**Aim of the exercise**. Transcribe all of the material exactly, except for its pictures.

**Supplied material**.
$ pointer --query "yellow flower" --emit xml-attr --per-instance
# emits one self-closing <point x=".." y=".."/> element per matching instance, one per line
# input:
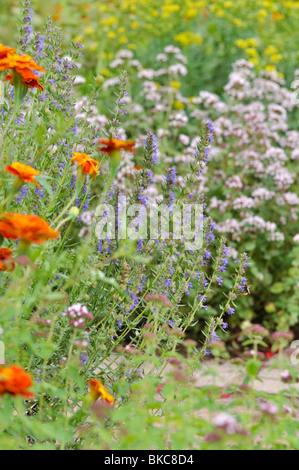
<point x="104" y="72"/>
<point x="178" y="105"/>
<point x="254" y="60"/>
<point x="251" y="51"/>
<point x="111" y="34"/>
<point x="186" y="38"/>
<point x="191" y="13"/>
<point x="276" y="58"/>
<point x="122" y="40"/>
<point x="277" y="16"/>
<point x="98" y="390"/>
<point x="89" y="30"/>
<point x="175" y="84"/>
<point x="270" y="68"/>
<point x="155" y="13"/>
<point x="109" y="21"/>
<point x="238" y="22"/>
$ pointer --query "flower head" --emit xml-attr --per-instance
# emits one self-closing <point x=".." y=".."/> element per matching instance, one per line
<point x="78" y="314"/>
<point x="6" y="262"/>
<point x="115" y="145"/>
<point x="21" y="67"/>
<point x="5" y="50"/>
<point x="24" y="172"/>
<point x="15" y="381"/>
<point x="88" y="165"/>
<point x="98" y="390"/>
<point x="30" y="228"/>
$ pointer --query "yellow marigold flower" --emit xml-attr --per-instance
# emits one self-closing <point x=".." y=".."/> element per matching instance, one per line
<point x="191" y="13"/>
<point x="178" y="105"/>
<point x="186" y="38"/>
<point x="25" y="173"/>
<point x="89" y="30"/>
<point x="115" y="145"/>
<point x="122" y="40"/>
<point x="251" y="51"/>
<point x="275" y="58"/>
<point x="98" y="390"/>
<point x="238" y="22"/>
<point x="175" y="84"/>
<point x="109" y="21"/>
<point x="270" y="68"/>
<point x="87" y="164"/>
<point x="277" y="16"/>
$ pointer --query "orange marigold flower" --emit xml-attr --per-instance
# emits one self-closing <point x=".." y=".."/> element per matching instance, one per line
<point x="30" y="228"/>
<point x="114" y="145"/>
<point x="15" y="381"/>
<point x="28" y="77"/>
<point x="24" y="172"/>
<point x="98" y="390"/>
<point x="6" y="262"/>
<point x="5" y="50"/>
<point x="89" y="166"/>
<point x="21" y="64"/>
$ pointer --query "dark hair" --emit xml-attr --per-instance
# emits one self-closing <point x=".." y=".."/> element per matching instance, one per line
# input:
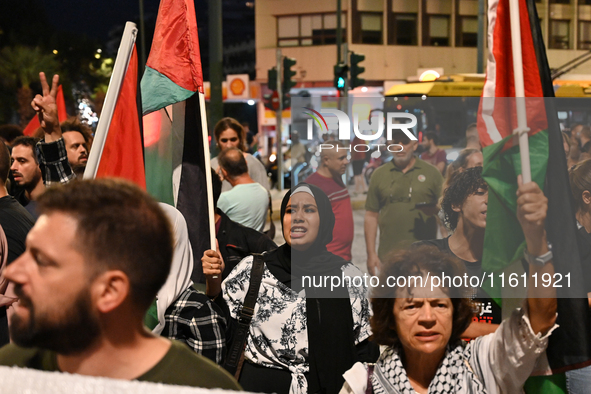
<point x="233" y="162"/>
<point x="216" y="184"/>
<point x="585" y="131"/>
<point x="464" y="185"/>
<point x="230" y="123"/>
<point x="459" y="163"/>
<point x="31" y="142"/>
<point x="580" y="180"/>
<point x="417" y="261"/>
<point x="9" y="132"/>
<point x="120" y="227"/>
<point x="432" y="136"/>
<point x="4" y="163"/>
<point x="74" y="124"/>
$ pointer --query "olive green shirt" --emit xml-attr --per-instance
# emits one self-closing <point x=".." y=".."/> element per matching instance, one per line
<point x="179" y="366"/>
<point x="394" y="195"/>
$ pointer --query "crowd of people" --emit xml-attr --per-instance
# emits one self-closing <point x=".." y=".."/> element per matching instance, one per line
<point x="96" y="275"/>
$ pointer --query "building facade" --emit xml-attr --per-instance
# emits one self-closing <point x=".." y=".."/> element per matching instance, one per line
<point x="401" y="37"/>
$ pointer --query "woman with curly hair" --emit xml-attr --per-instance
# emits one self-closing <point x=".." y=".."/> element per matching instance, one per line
<point x="422" y="325"/>
<point x="465" y="205"/>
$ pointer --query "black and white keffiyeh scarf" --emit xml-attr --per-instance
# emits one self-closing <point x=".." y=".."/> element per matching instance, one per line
<point x="454" y="375"/>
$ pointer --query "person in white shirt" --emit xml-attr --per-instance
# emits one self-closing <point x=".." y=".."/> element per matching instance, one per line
<point x="247" y="202"/>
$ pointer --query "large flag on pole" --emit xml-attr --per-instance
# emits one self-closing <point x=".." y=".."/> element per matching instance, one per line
<point x="117" y="147"/>
<point x="61" y="113"/>
<point x="176" y="148"/>
<point x="570" y="345"/>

**Exercise answer**.
$ pointer --query "yellow flower" --emit xml-attr --per-instance
# emits one self-closing <point x=".." y=".."/> element per matching instance, one per line
# input:
<point x="104" y="72"/>
<point x="178" y="105"/>
<point x="254" y="60"/>
<point x="251" y="51"/>
<point x="111" y="34"/>
<point x="186" y="38"/>
<point x="191" y="13"/>
<point x="276" y="58"/>
<point x="122" y="40"/>
<point x="277" y="16"/>
<point x="98" y="390"/>
<point x="89" y="30"/>
<point x="175" y="84"/>
<point x="270" y="68"/>
<point x="155" y="13"/>
<point x="109" y="21"/>
<point x="238" y="22"/>
$ pointer --query "flower head" --emit xml-attr --per-instance
# emits one self-closing <point x=".." y=".."/> element per matching instance, one per line
<point x="78" y="314"/>
<point x="6" y="262"/>
<point x="115" y="145"/>
<point x="21" y="67"/>
<point x="5" y="50"/>
<point x="24" y="172"/>
<point x="15" y="381"/>
<point x="88" y="165"/>
<point x="98" y="390"/>
<point x="30" y="228"/>
$ pointer --query "yellow marigold flower" --emit xml-attr --per-instance
# emits one self-closing <point x=".." y=".."/> element per matching instance, one per line
<point x="191" y="13"/>
<point x="178" y="105"/>
<point x="186" y="38"/>
<point x="25" y="173"/>
<point x="89" y="30"/>
<point x="115" y="145"/>
<point x="122" y="40"/>
<point x="251" y="51"/>
<point x="275" y="58"/>
<point x="98" y="390"/>
<point x="238" y="22"/>
<point x="175" y="84"/>
<point x="109" y="21"/>
<point x="270" y="68"/>
<point x="87" y="164"/>
<point x="277" y="16"/>
$ pointer --query "orange marigold flower" --emit xml-attr --per-instance
# emits one self-closing <point x=".." y=".."/> element per matching instance, one per line
<point x="30" y="228"/>
<point x="114" y="145"/>
<point x="15" y="381"/>
<point x="28" y="77"/>
<point x="24" y="172"/>
<point x="98" y="390"/>
<point x="6" y="262"/>
<point x="5" y="50"/>
<point x="89" y="166"/>
<point x="21" y="64"/>
$ pointer --query "dark hair" --emit xml-attr --per-instance
# emits one self-closing <point x=".." y=".."/> element per matching instance, one per line
# input:
<point x="233" y="162"/>
<point x="216" y="184"/>
<point x="585" y="131"/>
<point x="464" y="185"/>
<point x="230" y="123"/>
<point x="459" y="163"/>
<point x="31" y="142"/>
<point x="580" y="180"/>
<point x="417" y="261"/>
<point x="9" y="132"/>
<point x="120" y="227"/>
<point x="432" y="136"/>
<point x="4" y="163"/>
<point x="74" y="124"/>
$ pointer --query "olive green shirt" --emit xml-attr --per-instance
# emits one self-closing <point x=".." y=".."/> element per matching instance, one per line
<point x="179" y="366"/>
<point x="394" y="195"/>
$ pointer --query "crowd of people" --emit xml-attr --per-instance
# emits one self-closing <point x=".." y=".."/> element per matching instance, one per line
<point x="96" y="275"/>
$ pointer --query "building facade" --emit xml-attr --per-instance
# emits one self-closing <point x=".." y=".."/> element per matching instance, one per line
<point x="401" y="37"/>
$ pointer --query "woman with curly hair" --emit xml-attr --per-instance
# emits one self-closing <point x=".." y=".."/> element per matching instance, one per line
<point x="422" y="325"/>
<point x="465" y="205"/>
$ pointer --query "black and white keffiyeh scarf" --emit xml-attr --per-instance
# emits one self-closing <point x=".." y=".."/> element per matching instance, one per line
<point x="454" y="375"/>
$ pointer --query "person in white shirt" --emit xml-attr --per-instance
# emits one self-closing <point x=".." y=".."/> element per matching instance, one per line
<point x="247" y="202"/>
$ pointer --query "large flag on pole" --emit xml-attr --per-instance
# emits one self-closing <point x=".." y=".."/> element per matching instance, one per line
<point x="117" y="147"/>
<point x="61" y="113"/>
<point x="176" y="148"/>
<point x="570" y="345"/>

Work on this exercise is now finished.